Given text:
++++++++++++++++++++

Falling in Love Again
On the expansive power of falling in love again—with people and purpose—through devotion, presence, and the small steps that sustain it.
“A successful marriage requires falling in love many times, always with the same person.”
— M. Berg
That line has been echoing in my mind all week. The more I sit with it, the more I realize it’s not just about marriage—it’s about everything. Because the truth is, love isn’t the soft answer; it’s the hard one. It’s the only true cure we’ve got for the chaos we see in the world right now. Turn on the news and it’s impossible not to feel the heaviness: division, protests, hate, violence—all the by-products of people who’ve forgotten how to love.
There’s no coincidence that the divorce rate is what it is and that the world is unraveling in parallel. When love breaks down in the home, it fractures out into the culture. The way back is grassroots: families, partners, friends, communities—the small, daily acts of choosing love again and again. That’s the real revolution.
Vulnerability: The Bridge Back to Connection
In a conversation with a new friend the other day, we were talking about the depth of connection and the importance of being vulnerable with the people closest to us. She said something that brought me right back into my consciousness:
“We can’t segment ourselves and be vulnerable at the same time.”
It rang like a bell. She was right. We spend so much of life managing what people see—curating, protecting, editing—and then wonder why love feels distant or flat. You can’t fall in love, again and again, with someone—or with life itself—if you’re unwilling to be seen fully. Vulnerability is the bridge. It’s the heartbeat of every long-term relationship, every meaningful friendship, every grounded community. It’s what keeps love alive long after the novelty fades.
Love in Practice: Where It Showed Up This Week
That realization kept showing up this week in small but powerful ways.

++++++++++++++++++++

Entries from a dataset
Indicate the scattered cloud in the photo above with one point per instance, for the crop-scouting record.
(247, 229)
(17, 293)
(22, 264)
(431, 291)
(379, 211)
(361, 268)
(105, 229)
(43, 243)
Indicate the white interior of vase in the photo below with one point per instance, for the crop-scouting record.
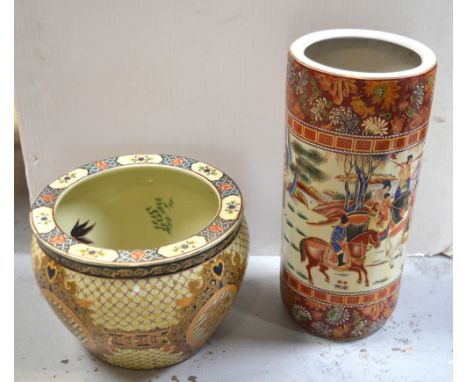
(137, 207)
(363, 55)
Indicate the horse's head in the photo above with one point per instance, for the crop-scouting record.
(374, 238)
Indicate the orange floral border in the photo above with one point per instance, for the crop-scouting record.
(355, 144)
(350, 299)
(335, 111)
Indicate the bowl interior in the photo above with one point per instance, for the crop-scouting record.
(137, 207)
(362, 55)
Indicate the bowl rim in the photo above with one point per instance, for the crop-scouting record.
(53, 239)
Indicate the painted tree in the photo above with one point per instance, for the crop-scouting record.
(305, 165)
(358, 168)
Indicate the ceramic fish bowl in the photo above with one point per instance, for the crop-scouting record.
(140, 256)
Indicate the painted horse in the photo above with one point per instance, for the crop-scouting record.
(315, 251)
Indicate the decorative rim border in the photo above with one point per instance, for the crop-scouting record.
(53, 239)
(355, 144)
(330, 298)
(427, 56)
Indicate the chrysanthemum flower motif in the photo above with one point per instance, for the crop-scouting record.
(300, 313)
(418, 95)
(94, 253)
(318, 109)
(43, 220)
(207, 171)
(139, 158)
(375, 126)
(230, 208)
(70, 178)
(344, 120)
(337, 315)
(182, 247)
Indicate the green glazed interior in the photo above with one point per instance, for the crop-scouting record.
(138, 207)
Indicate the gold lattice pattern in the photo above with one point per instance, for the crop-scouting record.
(148, 322)
(134, 304)
(143, 359)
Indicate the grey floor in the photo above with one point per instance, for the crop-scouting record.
(257, 341)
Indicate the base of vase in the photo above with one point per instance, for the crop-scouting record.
(337, 322)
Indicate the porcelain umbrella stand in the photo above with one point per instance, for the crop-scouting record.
(358, 106)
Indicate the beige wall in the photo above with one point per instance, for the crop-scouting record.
(96, 78)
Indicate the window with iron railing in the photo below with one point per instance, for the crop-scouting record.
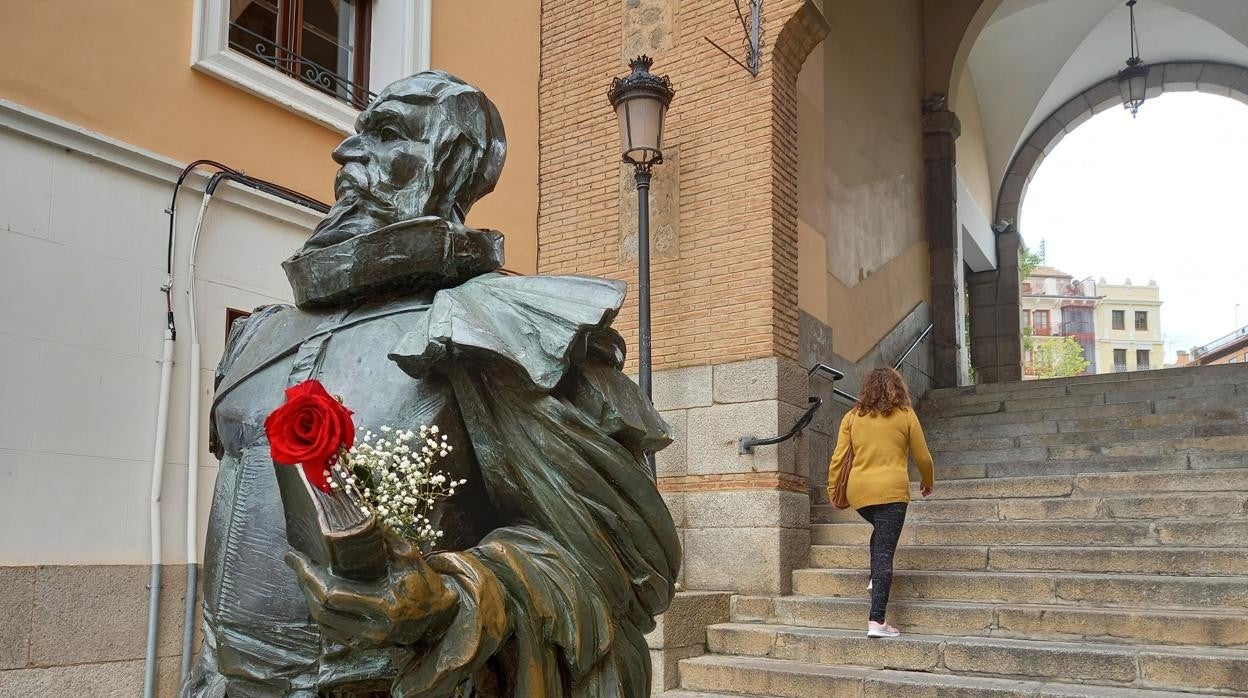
(321, 43)
(1040, 322)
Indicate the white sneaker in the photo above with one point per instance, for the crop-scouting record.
(881, 629)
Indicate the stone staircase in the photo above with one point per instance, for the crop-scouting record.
(1087, 537)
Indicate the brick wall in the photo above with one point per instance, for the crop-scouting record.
(728, 291)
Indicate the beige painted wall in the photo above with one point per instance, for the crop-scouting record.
(972, 154)
(862, 256)
(122, 69)
(497, 46)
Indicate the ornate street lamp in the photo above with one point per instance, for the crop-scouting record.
(640, 100)
(1133, 79)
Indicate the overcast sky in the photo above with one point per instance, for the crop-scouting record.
(1163, 197)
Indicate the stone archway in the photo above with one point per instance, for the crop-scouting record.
(996, 347)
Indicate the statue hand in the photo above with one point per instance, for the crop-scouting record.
(399, 608)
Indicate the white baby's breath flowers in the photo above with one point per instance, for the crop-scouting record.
(390, 478)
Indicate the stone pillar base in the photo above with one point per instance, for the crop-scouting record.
(682, 633)
(744, 518)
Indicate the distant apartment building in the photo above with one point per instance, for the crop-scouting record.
(1116, 325)
(1128, 321)
(1055, 305)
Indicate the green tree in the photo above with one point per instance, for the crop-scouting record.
(1057, 357)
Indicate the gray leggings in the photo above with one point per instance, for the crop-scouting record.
(886, 522)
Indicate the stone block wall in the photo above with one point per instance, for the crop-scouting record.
(82, 629)
(682, 633)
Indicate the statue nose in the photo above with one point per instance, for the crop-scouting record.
(351, 150)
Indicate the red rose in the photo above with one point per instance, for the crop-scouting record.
(308, 430)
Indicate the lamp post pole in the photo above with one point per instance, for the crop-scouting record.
(640, 101)
(642, 174)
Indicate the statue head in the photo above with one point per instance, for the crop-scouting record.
(428, 145)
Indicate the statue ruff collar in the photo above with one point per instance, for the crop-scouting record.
(409, 256)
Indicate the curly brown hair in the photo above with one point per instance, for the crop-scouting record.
(884, 391)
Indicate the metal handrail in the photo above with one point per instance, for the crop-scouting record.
(745, 445)
(1218, 344)
(912, 345)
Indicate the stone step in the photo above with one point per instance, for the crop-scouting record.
(1218, 562)
(1075, 408)
(1177, 505)
(1216, 669)
(1025, 402)
(1211, 420)
(1067, 623)
(1196, 373)
(1056, 588)
(1165, 387)
(1110, 440)
(1127, 443)
(1226, 453)
(1206, 533)
(779, 678)
(1090, 485)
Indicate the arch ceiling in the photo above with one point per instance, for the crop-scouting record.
(1033, 55)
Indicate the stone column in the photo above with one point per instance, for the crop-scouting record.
(945, 244)
(744, 518)
(996, 317)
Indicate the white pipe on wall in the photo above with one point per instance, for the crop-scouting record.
(166, 378)
(192, 445)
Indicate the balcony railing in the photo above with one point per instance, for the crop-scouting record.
(310, 73)
(1072, 290)
(1221, 342)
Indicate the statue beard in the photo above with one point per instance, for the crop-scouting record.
(360, 209)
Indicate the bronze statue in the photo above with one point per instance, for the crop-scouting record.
(558, 551)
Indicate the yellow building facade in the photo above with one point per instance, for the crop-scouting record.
(1130, 327)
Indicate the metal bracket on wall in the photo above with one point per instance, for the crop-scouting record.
(745, 445)
(753, 30)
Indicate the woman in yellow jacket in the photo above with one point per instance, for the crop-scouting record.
(884, 430)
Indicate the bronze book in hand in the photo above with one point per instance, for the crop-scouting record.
(331, 528)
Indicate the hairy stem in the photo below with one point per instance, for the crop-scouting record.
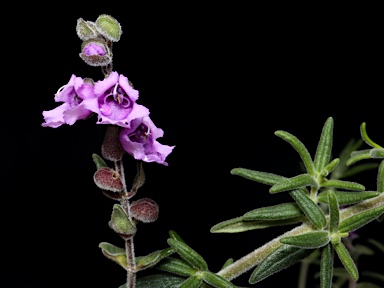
(250, 260)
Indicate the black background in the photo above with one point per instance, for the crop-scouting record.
(219, 80)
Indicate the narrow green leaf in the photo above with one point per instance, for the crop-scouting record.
(359, 220)
(158, 281)
(150, 260)
(380, 178)
(216, 280)
(334, 214)
(257, 176)
(188, 254)
(100, 163)
(364, 135)
(237, 225)
(300, 148)
(279, 259)
(309, 240)
(347, 185)
(377, 153)
(330, 167)
(347, 260)
(310, 208)
(326, 266)
(176, 266)
(346, 198)
(324, 148)
(276, 212)
(295, 182)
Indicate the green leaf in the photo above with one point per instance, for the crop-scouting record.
(188, 254)
(330, 167)
(326, 266)
(237, 225)
(364, 135)
(295, 182)
(216, 280)
(257, 176)
(114, 253)
(300, 148)
(100, 163)
(150, 260)
(359, 220)
(310, 208)
(347, 185)
(281, 258)
(346, 198)
(346, 259)
(176, 266)
(192, 282)
(120, 222)
(276, 212)
(308, 240)
(380, 178)
(158, 281)
(324, 148)
(334, 214)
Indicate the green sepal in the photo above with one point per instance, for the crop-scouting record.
(359, 220)
(99, 162)
(330, 167)
(380, 178)
(324, 148)
(281, 258)
(176, 266)
(175, 236)
(334, 213)
(114, 253)
(192, 282)
(237, 225)
(308, 240)
(364, 136)
(346, 198)
(300, 148)
(347, 185)
(295, 182)
(215, 280)
(326, 266)
(346, 260)
(150, 260)
(108, 26)
(188, 254)
(257, 176)
(276, 212)
(310, 208)
(358, 155)
(120, 222)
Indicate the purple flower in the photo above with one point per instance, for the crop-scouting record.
(74, 95)
(116, 101)
(140, 141)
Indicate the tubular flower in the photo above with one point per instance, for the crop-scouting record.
(140, 141)
(74, 95)
(116, 101)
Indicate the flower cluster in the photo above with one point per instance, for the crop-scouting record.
(113, 100)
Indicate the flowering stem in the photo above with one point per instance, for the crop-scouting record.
(250, 260)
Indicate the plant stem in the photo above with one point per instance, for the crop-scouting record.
(250, 260)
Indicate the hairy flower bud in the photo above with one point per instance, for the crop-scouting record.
(95, 52)
(108, 26)
(145, 210)
(86, 29)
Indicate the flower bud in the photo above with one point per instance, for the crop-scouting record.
(86, 29)
(108, 26)
(95, 52)
(145, 210)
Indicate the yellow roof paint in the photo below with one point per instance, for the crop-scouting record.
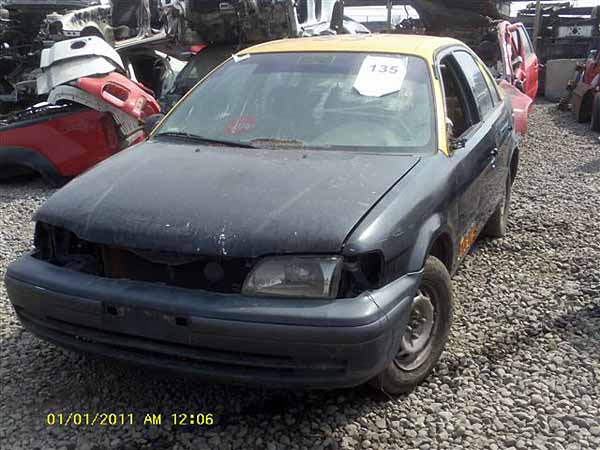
(423, 46)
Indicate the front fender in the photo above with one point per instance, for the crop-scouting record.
(25, 157)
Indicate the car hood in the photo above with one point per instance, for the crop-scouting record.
(176, 197)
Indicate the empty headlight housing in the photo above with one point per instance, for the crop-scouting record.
(295, 276)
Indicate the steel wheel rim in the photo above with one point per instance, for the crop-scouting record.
(416, 343)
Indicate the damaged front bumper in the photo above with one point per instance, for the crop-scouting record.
(221, 337)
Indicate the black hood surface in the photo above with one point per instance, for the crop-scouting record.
(176, 197)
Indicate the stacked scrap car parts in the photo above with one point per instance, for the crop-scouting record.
(93, 111)
(583, 92)
(90, 72)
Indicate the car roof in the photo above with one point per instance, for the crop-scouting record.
(417, 45)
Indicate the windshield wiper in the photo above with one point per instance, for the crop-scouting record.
(204, 140)
(277, 143)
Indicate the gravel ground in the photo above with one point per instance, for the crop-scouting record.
(521, 372)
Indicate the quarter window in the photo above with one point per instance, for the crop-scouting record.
(525, 42)
(476, 80)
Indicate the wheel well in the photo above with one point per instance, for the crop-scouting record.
(442, 250)
(92, 31)
(514, 165)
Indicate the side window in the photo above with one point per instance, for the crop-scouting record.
(477, 83)
(457, 109)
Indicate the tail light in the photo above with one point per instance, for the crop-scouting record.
(110, 133)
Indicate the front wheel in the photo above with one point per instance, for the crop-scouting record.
(424, 339)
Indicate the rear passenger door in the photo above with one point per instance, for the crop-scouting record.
(473, 111)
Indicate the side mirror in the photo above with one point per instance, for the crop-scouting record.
(151, 122)
(453, 142)
(337, 17)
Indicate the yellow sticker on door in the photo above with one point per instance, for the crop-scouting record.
(467, 241)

++++++++++++++++++++

What you have to do:
Copy out the whole text on falling in love again word for word.

Written response:
Falling in Love Again
On the expansive power of falling in love again—with people and purpose—through devotion, presence, and the small steps that sustain it.
“A successful marriage requires falling in love many times, always with the same person.”
— M. Berg
That line has been echoing in my mind all week. The more I sit with it, the more I realize it’s not just about marriage—it’s about everything. Because the truth is, love isn’t the soft answer; it’s the hard one. It’s the only true cure we’ve got for the chaos we see in the world right now. Turn on the news and it’s impossible not to feel the heaviness: division, protests, hate, violence—all the by-products of people who’ve forgotten how to love.
There’s no coincidence that the divorce rate is what it is and that the world is unraveling in parallel. When love breaks down in the home, it fractures out into the culture. The way back is grassroots: families, partners, friends, communities—the small, daily acts of choosing love again and again. That’s the real revolution.
Vulnerability: The Bridge Back to Connection
In a conversation with a new friend the other day, we were talking about the depth of connection and the importance of being vulnerable with the people closest to us. She said something that brought me right back into my consciousness:
“We can’t segment ourselves and be vulnerable at the same time.”
It rang like a bell. She was right. We spend so much of life managing what people see—curating, protecting, editing—and then wonder why love feels distant or flat. You can’t fall in love, again and again, with someone—or with life itself—if you’re unwilling to be seen fully. Vulnerability is the bridge. It’s the heartbeat of every long-term relationship, every meaningful friendship, every grounded community. It’s what keeps love alive long after the novelty fades.
Love in Practice: Where It Showed Up This Week
That realization kept showing up this week in small but powerful ways.